> _EXCERPT_
.....
SOOKE -- The bird kept leaping from the windowsill and trying to fly through the glass.
“There you go,” Jordan said calmly, trying to entice the bird into his hand. “Come on.”
Jordan didn’t see when the bird first flew into his house and started bumping into the closed window. But before he began recording his attempt to rescue the animal, he tried reasoning with it.
“This isn’t going to work for you,” Jordan recalls saying while cupping his hand for the bird to climb into. “Even if you do get through the window, there’s a screen on the other side.”
When he finally caught the bird, and offered it a ride back to the open door it arrived through, it flew away to another closed window.
All of this was caught on camera, including Jordan telling to bird not to fly towards the other window. “That’s not the door!” You can also hear him sighing, when he realizes his words were lost in translation.
But Jordan is undeterred. This wasn’t his first encounter with wildlife.
He shows me video of a squirrel that hitched a ride during his move from Ontario to Vancouver Island.
“Hey buddy!” Jordan says zooming in on the squirrel’s head poking through the crack between the vehicle’s hood and front window. “Are you in my car?!”
The stowaway safely jumped ship at the next stop.
When Jordan arrived at his new home near the Sooke River, he discovered that his new neighbours were the ‘pop-by and say hi’ type – cue the footage of the otters swimming up to him – who’d always lend a helping hand when there were chores to do – see the bear sitting in Jordan’s tree picking apples – and ‘join in a friendly game when the day’s work was done’ – cue the video of Jordan playing golf with a deer.
“I’d hit the ball towards the deer,” Jordan explains, showing how the deer would walk over to the ball and push it with its nose before looking back at him. “It’s like, ‘Here it is!’”
And then there were those rare times when Jordan just didn’t have time to socialize with the neighbours.
.....
> _COMPLETE THE FOLLOWING_
• A. List every kind of animal that Jordan encounters in the story about Jordan and the wildlife near Sooke.
• B. In the story about Jordan and the wildlife near Sooke, where was Jordan moving from and to when the squirrel hitched a ride?
• C. Reproduce the part of the story about Jordan and the wildlife near Sooke from "But Jordan is" to "the next stop.".

> _SUPPLIED RECORDS_
.....
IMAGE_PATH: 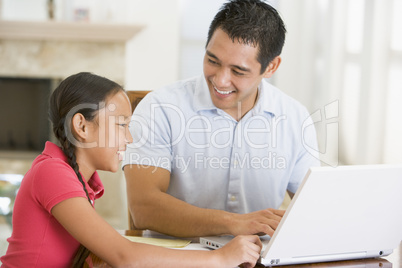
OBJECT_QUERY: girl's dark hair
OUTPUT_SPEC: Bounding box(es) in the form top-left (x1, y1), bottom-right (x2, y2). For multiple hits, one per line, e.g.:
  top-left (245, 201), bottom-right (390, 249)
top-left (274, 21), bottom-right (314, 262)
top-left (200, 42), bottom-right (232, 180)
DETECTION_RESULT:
top-left (206, 0), bottom-right (286, 74)
top-left (49, 72), bottom-right (124, 203)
.....
> _EXPECTED OUTPUTS_
• A. bird, squirrel, otters, bear, deer

• B. From Ontario to Vancouver Island.

• C.
But Jordan is undeterred. This wasn’t his first encounter with wildlife.
He shows me video of a squirrel that hitched a ride during his move from Ontario to Vancouver Island.
“Hey buddy!” Jordan says zooming in on the squirrel’s head poking through the crack between the vehicle’s hood and front window. “Are you in my car?!”
The stowaway safely jumped ship at the next stop.